## Challenge
Write out all of the material below again, requests included, and shift every box coordinate in the answers by adding 34 to it.

-------- Information shown

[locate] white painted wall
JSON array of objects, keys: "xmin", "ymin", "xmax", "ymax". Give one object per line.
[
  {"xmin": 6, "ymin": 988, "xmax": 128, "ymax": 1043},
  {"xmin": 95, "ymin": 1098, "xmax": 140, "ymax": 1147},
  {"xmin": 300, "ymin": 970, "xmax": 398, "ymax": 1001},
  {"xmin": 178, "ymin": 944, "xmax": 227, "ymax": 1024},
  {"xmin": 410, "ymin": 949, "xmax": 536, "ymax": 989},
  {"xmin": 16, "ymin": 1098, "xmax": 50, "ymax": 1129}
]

----------------

## Task output
[locate] white painted wall
JSON array of objects, keys: "xmin", "ymin", "xmax", "ymax". Give one object per line.
[
  {"xmin": 40, "ymin": 1022, "xmax": 162, "ymax": 1077},
  {"xmin": 129, "ymin": 1132, "xmax": 174, "ymax": 1181},
  {"xmin": 334, "ymin": 1004, "xmax": 432, "ymax": 1035},
  {"xmin": 212, "ymin": 978, "xmax": 261, "ymax": 1058},
  {"xmin": 444, "ymin": 983, "xmax": 570, "ymax": 1023},
  {"xmin": 50, "ymin": 1132, "xmax": 84, "ymax": 1163}
]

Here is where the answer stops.